Work to complete:
1) From the forum thread on hyperparameter optimization below, copy out word for word the part that opens with the words containing "As far as I" and closes with "of the hyperparameters?".
2) In the forum thread on hyperparameter optimization below, how is hyperparameter optimization usually done?
3) For each statement, say whether it agrees with the forum thread on hyperparameter optimization below. Answer yes or no, and quote the words from the thread that decide it.
(a) The question places hyperparameter optimization before the model is really trained.
(b) The reply says there is a science behind the optimal values of hyperparameters before learning.
(c) The question says there are three moments for optimization in machine learning.

Document excerpt:
>>>
As far as I understand, in Machine Learning there are 2 moments for optimization. Before training the model there is the optimization of the hyperparameters to find the best configuration of the model before really training the model (please correct me if I am wrong). The second moment is the optimization of the parameters. The optimization of the parameters are only possible when we have an active learning model, or an online machine Learning model? And the optimization of the parameters adjust the same coefficients as the ones during the optimization of the hyperparameters?
2 Answers
Hyperparameter optimization is also dependent on the model learning procedure and there is no science behind the optimal values of hyperparameters before learning and can vary with different sets of hypothesis. Hyperparameter optimization is usually done iteratively to find the optimal value which gives the desired results. Hyperparameters are more like added bias to the model which are mostly based on heuristiscs.
<<<
Dataset extract:
>>>
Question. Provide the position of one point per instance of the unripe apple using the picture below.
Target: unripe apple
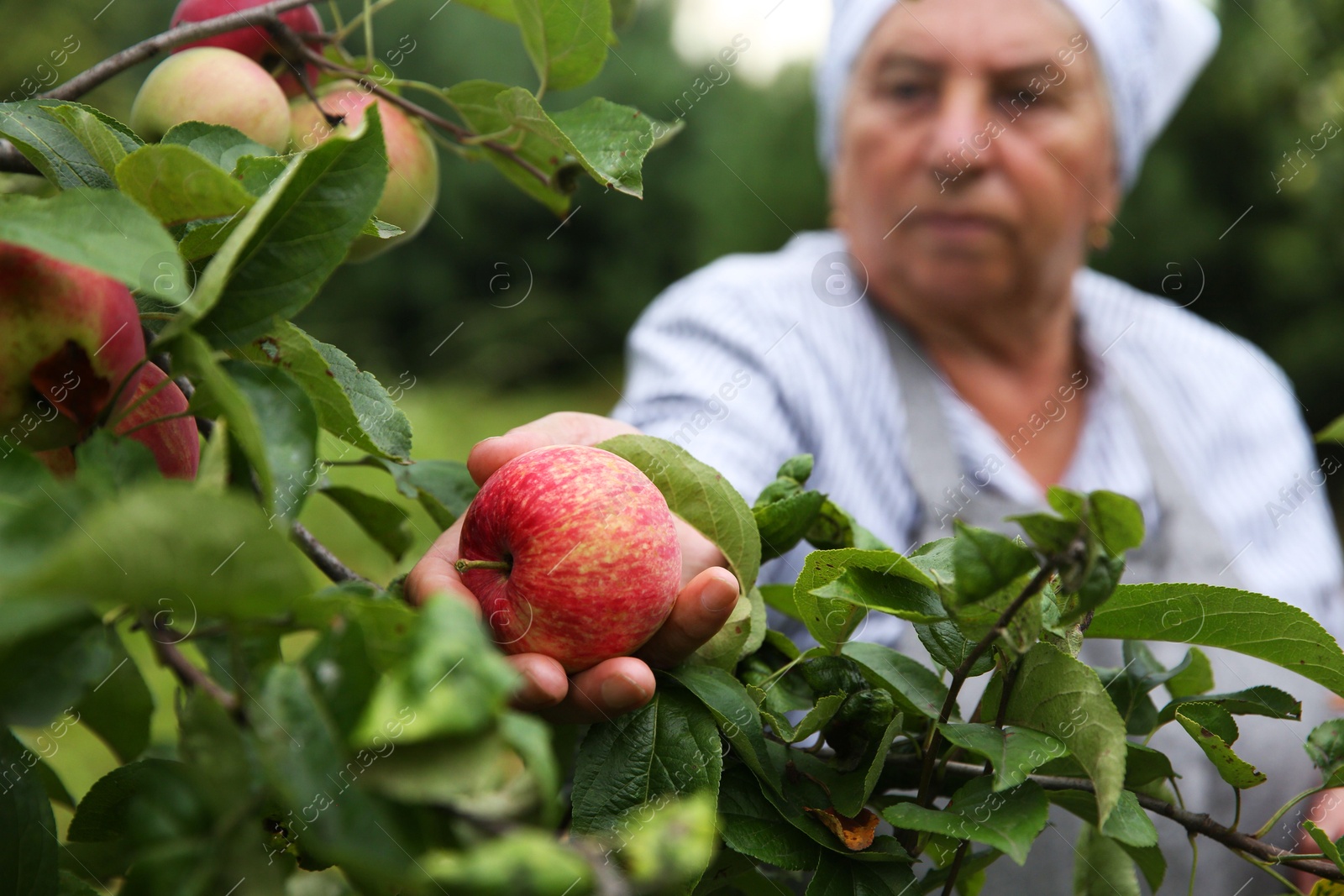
<<<
List of answers:
1)
As far as I understand, in Machine Learning there are 2 moments for optimization. Before training the model there is the optimization of the hyperparameters to find the best configuration of the model before really training the model (please correct me if I am wrong). The second moment is the optimization of the parameters. The optimization of the parameters are only possible when we have an active learning model, or an online machine Learning model? And the optimization of the parameters adjust the same coefficients as the ones during the optimization of the hyperparameters?

2) It is usually done iteratively, to find the optimal value that gives the desired results.

3)
(a) Yes: "Before training the model there is the optimization of the hyperparameters"
(b) No: "there is no science behind the optimal values of hyperparameters before learning"
(c) No: "in Machine Learning there are 2 moments for optimization"